■ **Your goal**: Can you copy out the records word for word, starting at the beginning of the records and ending with the line that contains "171L291 169L293 187L296", including that line? Leave out the pictures.

⁂

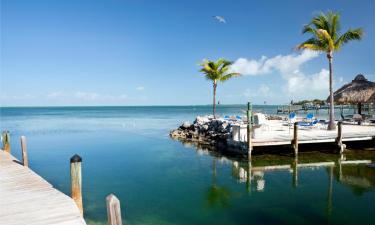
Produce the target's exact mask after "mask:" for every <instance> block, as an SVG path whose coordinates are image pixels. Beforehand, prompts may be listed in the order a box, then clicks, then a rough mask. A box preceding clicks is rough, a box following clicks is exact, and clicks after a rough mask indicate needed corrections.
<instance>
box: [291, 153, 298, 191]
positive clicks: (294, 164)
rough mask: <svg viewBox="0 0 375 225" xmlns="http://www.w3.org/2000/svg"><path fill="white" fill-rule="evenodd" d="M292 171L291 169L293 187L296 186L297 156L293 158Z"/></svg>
mask: <svg viewBox="0 0 375 225" xmlns="http://www.w3.org/2000/svg"><path fill="white" fill-rule="evenodd" d="M292 169H293V187H297V186H298V156H296V157H295V158H294V161H293V163H292Z"/></svg>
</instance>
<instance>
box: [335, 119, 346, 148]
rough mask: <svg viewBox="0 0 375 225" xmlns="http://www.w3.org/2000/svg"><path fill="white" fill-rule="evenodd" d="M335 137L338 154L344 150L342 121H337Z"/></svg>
mask: <svg viewBox="0 0 375 225" xmlns="http://www.w3.org/2000/svg"><path fill="white" fill-rule="evenodd" d="M337 125H338V126H337V128H338V129H337V138H336V144H337V146H338V147H339V150H340V154H342V153H343V152H344V150H345V147H346V146H345V144H343V143H342V122H341V121H340V122H338V124H337Z"/></svg>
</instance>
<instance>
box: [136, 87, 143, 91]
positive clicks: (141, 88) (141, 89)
mask: <svg viewBox="0 0 375 225" xmlns="http://www.w3.org/2000/svg"><path fill="white" fill-rule="evenodd" d="M136 89H137V91H143V90H145V87H144V86H138V87H137V88H136Z"/></svg>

⁂

■ **Written solution**:
Produce the target's exact mask after "mask:" for every <instance> block, as an SVG path whose coordinates are image pixels. Beforehand, prompts may be listed in the order a box, then clicks, then a rough mask. A box preceding clicks is rough, a box following clicks is exact, and clicks after a rough mask indicate needed corrections.
<instance>
box: [291, 153, 298, 191]
positive clicks: (294, 164)
rough mask: <svg viewBox="0 0 375 225" xmlns="http://www.w3.org/2000/svg"><path fill="white" fill-rule="evenodd" d="M292 171L291 169L293 187L296 186L297 156L293 158Z"/></svg>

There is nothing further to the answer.